• What you will do:
(1) Answer these questions using the article about Sprint races at the Circuit of the Americas:
(a) Since what year has Austin hosted a Sprint weekend?
(b) What position does Bobby Epstein hold?
(c) Which three numbers does the article say promoters watch?
(2) From the article about Sprint races at the Circuit of the Americas, return the passage between "The Sprint debate" and "move the turnstiles.", inclusive, copied word for word.

• Text provided:
* * *
COTA boss: Sprints sweeten the weekend, but they don’t sell Austin

The Sprint debate rumbles on in Formula 1, but don’t count Austin among the true believers. Circuit of the Americas chairman Bobby Epstein says the Saturday dash adds value for fans already through the gates — just don’t expect it to move the turnstiles.

F1’s been tinkering with Sprint weekends since 2021, and recent seasons have settled around six of them. Austin has been part of that club since 2023, with the extra competitive session slotting neatly into a Texas-sized show. It’s a fuller schedule, sure. A sales engine? Not really.

“It gives more value to the ticket,” Epstein told a small group of reporters this week. “Fans are warming to it. But we haven’t seen it shift demand in a meaningful way.”

Promoters watch the numbers that matter — scan rates, day-by-day attendance, dwell time — and Epstein’s view is simple: Sprint or no Sprint, buyers decide on the event first. The extra race is dessert, not the main course. If it keeps fans on site longer on Saturday, great. If it nudges a few more to buy a three-day pass, even better. But as a headline draw, he isn’t convinced.
* * *
• Records:
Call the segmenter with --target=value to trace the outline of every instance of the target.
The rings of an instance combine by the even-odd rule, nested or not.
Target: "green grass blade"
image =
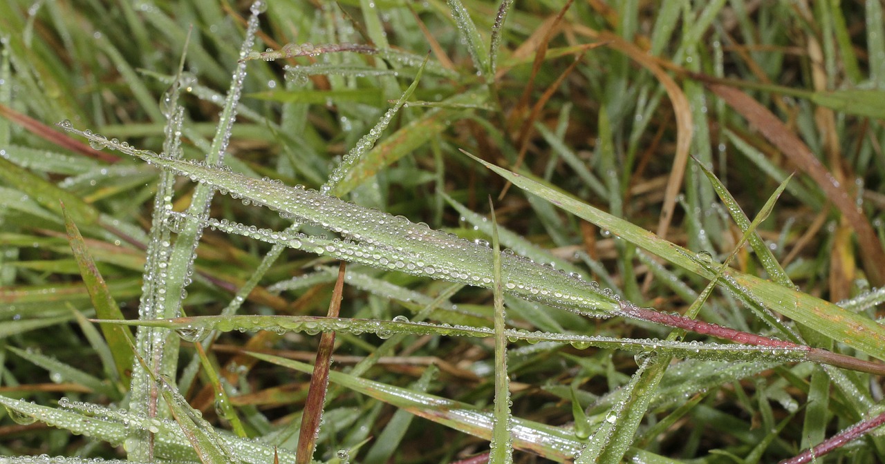
[[[501,243],[497,234],[497,220],[491,198],[489,206],[492,215],[492,267],[494,269],[493,293],[495,294],[495,399],[492,439],[489,445],[489,464],[513,462],[511,448],[510,373],[507,370],[507,338],[504,335],[504,281],[501,278]]]
[[[430,365],[421,374],[421,377],[410,385],[409,391],[421,393],[427,392],[430,381],[438,372],[439,368],[435,365]],[[414,418],[414,415],[404,409],[399,409],[394,413],[393,417],[390,418],[390,422],[384,427],[381,433],[378,435],[378,438],[366,453],[366,457],[363,458],[362,462],[365,464],[384,464],[385,462],[389,462],[390,458],[393,457],[396,450],[408,444],[408,442],[404,443],[403,438],[405,437],[405,433],[409,428],[409,424],[412,423],[412,418]]]
[[[310,373],[310,364],[277,356],[252,353],[267,362]],[[493,415],[474,407],[401,387],[373,382],[337,371],[329,372],[329,380],[347,388],[389,403],[413,415],[438,422],[483,439],[491,438]],[[571,460],[581,444],[570,433],[557,427],[513,418],[513,446],[557,461]]]
[[[429,57],[429,56],[427,57]],[[409,86],[409,88],[405,89],[403,93],[403,96],[396,101],[396,103],[393,108],[388,110],[384,116],[375,124],[374,127],[369,131],[369,133],[364,135],[357,142],[356,147],[350,149],[342,160],[341,164],[335,167],[335,171],[329,175],[328,180],[323,184],[319,191],[323,194],[328,194],[334,190],[336,190],[338,185],[350,176],[350,171],[356,166],[357,162],[363,156],[366,156],[366,152],[370,151],[374,146],[375,141],[381,136],[384,129],[390,124],[393,117],[396,116],[396,112],[399,111],[400,108],[405,104],[405,102],[412,96],[412,94],[418,87],[418,83],[421,80],[421,73],[424,72],[424,66],[427,65],[427,60],[425,58],[424,63],[421,64],[421,67],[418,69],[418,74],[415,76],[415,80]],[[362,92],[362,91],[360,91]]]
[[[119,310],[119,306],[117,305],[113,295],[111,294],[107,284],[104,283],[104,278],[96,268],[96,262],[92,260],[92,255],[86,247],[83,236],[80,234],[77,224],[68,215],[66,206],[63,207],[63,212],[68,241],[77,260],[83,283],[89,292],[89,298],[96,308],[96,313],[102,319],[123,319],[123,313]],[[132,332],[119,325],[102,325],[102,333],[104,334],[104,338],[111,348],[119,378],[128,378],[127,375],[133,369],[133,353],[129,348],[135,342]]]
[[[728,214],[731,215],[732,219],[734,219],[735,223],[737,224],[737,226],[741,228],[741,231],[744,233],[750,231],[750,219],[741,209],[741,207],[737,204],[737,201],[735,200],[735,197],[731,195],[725,186],[722,185],[722,182],[720,182],[719,179],[716,178],[716,175],[711,172],[703,163],[697,163],[697,166],[701,168],[704,174],[707,176],[708,179],[710,179],[710,183],[713,186],[713,190],[716,191],[720,200],[725,203],[726,209],[728,210]],[[783,187],[786,187],[786,183],[789,182],[789,177],[783,181],[781,184],[783,185]],[[766,216],[767,216],[767,214]],[[771,249],[768,248],[766,242],[762,240],[759,234],[753,232],[750,234],[748,239],[750,245],[753,247],[753,251],[756,252],[756,256],[759,259],[759,262],[762,262],[762,266],[766,269],[766,271],[768,272],[771,279],[785,287],[794,288],[796,285],[787,276],[783,268],[781,268],[778,263],[774,255],[772,254]]]
[[[50,373],[50,379],[56,384],[73,382],[89,388],[96,393],[106,395],[113,399],[119,399],[119,392],[117,392],[117,390],[114,389],[111,384],[108,382],[103,382],[95,376],[88,374],[77,368],[74,368],[73,366],[71,366],[70,364],[62,362],[55,358],[51,358],[37,352],[29,352],[16,348],[15,346],[8,346],[7,349],[29,362],[48,370]]]
[[[663,240],[655,234],[609,215],[574,198],[550,189],[537,182],[507,170],[499,168],[479,158],[474,159],[517,186],[541,196],[553,204],[586,219],[597,226],[612,231],[637,247],[666,259],[705,278],[712,278],[713,272],[701,264],[694,254]],[[799,323],[808,326],[828,338],[840,340],[850,346],[885,360],[885,327],[814,296],[787,289],[773,282],[728,270],[726,281],[739,285],[750,292],[754,300],[766,307],[776,309]],[[861,329],[862,328],[862,329]]]
[[[467,8],[464,6],[461,0],[448,0],[449,8],[451,10],[452,19],[464,40],[467,42],[467,50],[470,51],[470,57],[473,60],[473,66],[479,75],[485,76],[485,79],[494,79],[489,62],[489,47],[486,45],[480,31],[477,29],[473,20],[467,12]]]
[[[314,316],[198,316],[176,319],[150,321],[104,321],[104,323],[119,323],[144,327],[173,329],[185,338],[193,338],[195,333],[208,331],[272,331],[315,335],[321,331],[336,331],[363,335],[377,334],[385,338],[394,334],[442,335],[446,337],[494,338],[495,331],[488,327],[435,324],[406,320],[349,319]],[[731,360],[757,361],[799,361],[808,360],[808,352],[787,346],[760,346],[738,344],[676,342],[658,338],[629,338],[582,334],[529,331],[507,329],[507,339],[525,340],[529,343],[554,342],[569,344],[577,349],[596,346],[605,349],[624,350],[633,354],[657,352],[661,354],[699,360]]]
* * *
• Solved tasks:
(1)
(a) 2023
(b) Chairman of the Circuit of the Americas
(c) Scan rates, day-by-day attendance, and dwell time

(2)
The Sprint debate rumbles on in Formula 1, but don’t count Austin among the true believers. Circuit of the Americas chairman Bobby Epstein says the Saturday dash adds value for fans already through the gates — just don’t expect it to move the turnstiles.